• _Page excerpt_
+--

Omaha, Nebraska, 2001. For a select assemblage of musicians and their fans, there was no better time and place. More specifically, it’s the city and year that gave us Danse Macabre.
Due to a number of factors, most notably the Internet’s ability to build a global community at the click of a button, it’s unlikely that we will ever again experience a next-big-thing local music scene the way we saw places like Athens and Minneapolis blow up in the ’80s and Seattle explode in the ’90s. And when we look back at the time when music was still consumed in physical forms, Omaha will probably be remembered as the last city where a homegrown scene was developed organically with the assistance of local garages, basements, studios, clubs, and labels.
The Omaha scene that we’ve come to know and love reaches as far back as the early ’90s, but it wasn’t until the turn of the millennium that the rest of the world got hip to what was going on in the middle of America. Around this time—actually, almost exactly 10 years to the day that this is being written—I headed to eastern Nebraska with the magazine that I once edited, DIW, and we did our best to chronicle what we considered to be the most exciting and vibrant hotspot in the country. Sure, part of the appeal was that a city known mostly for a bajillionaire, the College World Series, and mail-order steak was suddenly dumping a huge pile of awesomeness into our record collections, but just as impressive was the fact that unlike most regional scenes, none of these bands sounded like the other. It was also difficult not to appreciate that despite the glaring spotlight on the town at the time, the family that made up Saddle Creek Records—in some cases actual siblings, but mostly just childhood friends—seemed to be taking everything in stride. No enlarging egos, no jealous backstabbing, just a group of hardworking Midwesterners happy to be sharing their music and stories with a world that had finally started to listen. Though Bright Eyes’ Conor Oberst had already achieved some commercial success, by the summer of 2002 the top dog in town was The Faint, thanks to the record that you now hold in your hands.

+--

• _Work required_
Write the next part of the essay on the Omaha music scene and The Faint's Danse Macabre, continuing from its final sentence. None of the data below is required.

• _Information supplied_
+--

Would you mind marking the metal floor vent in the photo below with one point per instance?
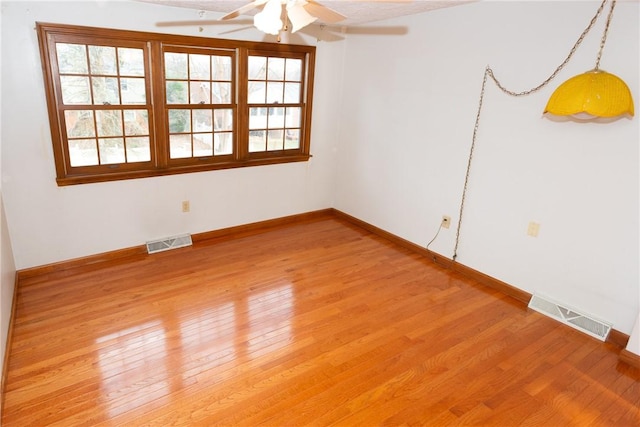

+--

• _Result_
Though unquestionably confident and completely realized, Danse Macabre wasn’t the album anyone could have expected from the band that debuted in 1998 with Media, a perfectly fine post-hardcore record that, aside from the personnel that made it, has nothing to do with anything else in The Faint’s catalog. After shocking everyone but themselves with the retro dance-rock found on the following year’s Blank-Wave Arcade—the first to feature synth player Jacob Thiele—the group solidified its place in the underground’s upper echelon with Danse Macabre, a dark-wave masterpiece made well before the ’80s became a ubiquitous touchstone for contemporary bands with keyboards. In fact, it could easily be argued that the one-two punch of Blank-Wave Arcade and Danse Macabre helped usher in the era of the modern dance-rock act, predating bands like Franz Ferdinand, The Killers, and Bloc Party. From the middle of nowhere, The Faint had crafted a sound that was suddenly seemingly everywhere.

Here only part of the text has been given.